Un copione che si ripete. Il boss latitante da decenni, catturato mentre fa colazione al bar, in attesa di entrare in una clinica dove deve sottoporsi a terapia per il tumore al colon che lo aggredito qualche tempo fa. Non nel cul de sac del mondo, ma a casa sua, a Palermo, a un centinaio di chilometri dal suo paese in provincia di Trapani, Castelvetrano, dove Matteo Messina Denaro, in questi trent’anni, è stato visto tante volte e da dove ha comandato per l’esecuzione di stragi, di delitti eccellenti e di tanto altro. Come era successo al padre Francesco, ritenuto nel 1947 uno degli esecutori della prima strage di Stato assieme alla banda di Salvatore Giuliano, Portella della Ginestra, non un eccidio deciso da quattro bovari di Cosa nostra, ma decretato dall’altissima politica nazionale alla vigilia delle elezioni in cui – dopo il successo delle regionali – stavano per affermarsi “le sinistre”. Come piazza Fontana, come Bologna, come l’Italicus, come Capaci e come via D’Amelio. Quindi non un capomafia qualsiasi, Matteo Messina Denaro,ma un boss in grado di “fare politica” sia con “la politica”, che con la massoneria e i servizi segreti deviati. E di ricattare un sacco di gente. 

Un copione che si ripete. Anche nelle dichiarazioni di certi pezzi delle istituzioni che ipocritamente esultano per “la grande vittoria dello Stato”. Di quale Stato? Messina Denaro è ritenuto dai magistrati il “grande elettore” di certi personaggi politici che in questi trent’anni si sono annidati in parlamento, al governo, alla Regione Sicilia, in diversi Consigli comunali con quella coalizione di cui gli italiani ormai sanno vita morte e miracoli.
════
__Elenco compiti__.
1. Riassumi il testo fornito in due frasi.
2. Secondo il testo fornito, qual è il paese di Matteo Messina Denaro in provincia di Trapani?
════
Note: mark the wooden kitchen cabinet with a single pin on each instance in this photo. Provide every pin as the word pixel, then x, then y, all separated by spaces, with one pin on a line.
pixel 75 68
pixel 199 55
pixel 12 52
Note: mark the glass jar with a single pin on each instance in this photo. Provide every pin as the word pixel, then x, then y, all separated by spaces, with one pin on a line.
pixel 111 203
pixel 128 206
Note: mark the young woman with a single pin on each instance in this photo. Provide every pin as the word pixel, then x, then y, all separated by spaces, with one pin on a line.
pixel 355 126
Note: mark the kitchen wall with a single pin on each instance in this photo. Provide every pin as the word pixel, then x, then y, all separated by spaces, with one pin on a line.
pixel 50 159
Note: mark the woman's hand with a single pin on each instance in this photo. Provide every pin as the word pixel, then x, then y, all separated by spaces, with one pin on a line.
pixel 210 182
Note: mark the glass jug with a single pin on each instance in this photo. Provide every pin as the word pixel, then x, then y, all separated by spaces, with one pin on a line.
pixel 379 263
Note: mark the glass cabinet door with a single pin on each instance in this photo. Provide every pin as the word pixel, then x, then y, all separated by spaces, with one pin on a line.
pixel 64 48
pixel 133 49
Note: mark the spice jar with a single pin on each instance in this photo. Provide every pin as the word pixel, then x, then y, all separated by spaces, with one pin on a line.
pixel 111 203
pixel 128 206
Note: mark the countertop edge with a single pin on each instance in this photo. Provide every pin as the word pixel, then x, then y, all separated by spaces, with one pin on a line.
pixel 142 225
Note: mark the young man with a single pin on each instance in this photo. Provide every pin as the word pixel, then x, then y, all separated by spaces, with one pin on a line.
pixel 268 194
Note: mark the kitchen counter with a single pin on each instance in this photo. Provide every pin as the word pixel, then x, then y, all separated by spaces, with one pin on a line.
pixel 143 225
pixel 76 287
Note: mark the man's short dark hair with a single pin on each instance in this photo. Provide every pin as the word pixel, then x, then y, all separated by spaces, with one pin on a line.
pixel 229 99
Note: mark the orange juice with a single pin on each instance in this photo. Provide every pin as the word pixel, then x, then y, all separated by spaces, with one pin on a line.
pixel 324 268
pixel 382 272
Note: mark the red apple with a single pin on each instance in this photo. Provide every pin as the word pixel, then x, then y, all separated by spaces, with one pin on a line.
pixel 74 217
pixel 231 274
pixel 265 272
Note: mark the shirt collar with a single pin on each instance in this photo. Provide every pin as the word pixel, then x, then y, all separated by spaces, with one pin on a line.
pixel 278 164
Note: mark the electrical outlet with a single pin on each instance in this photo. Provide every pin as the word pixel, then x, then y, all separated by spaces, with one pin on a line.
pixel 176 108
════
__Risposte ai compiti__.
1. Matteo Messina Denaro, latitante da decenni, è stato catturato a Palermo mentre faceva colazione al bar, in attesa di entrare in una clinica per una terapia contro il tumore. Per il testo non è un capomafia qualsiasi ma un boss capace di "fare politica" e di ricattare molta gente, che i magistrati ritengono il "grande elettore" di certi politici, mentre alcuni pezzi delle istituzioni esultano ipocritamente per "la grande vittoria dello Stato".

2. Castelvetrano.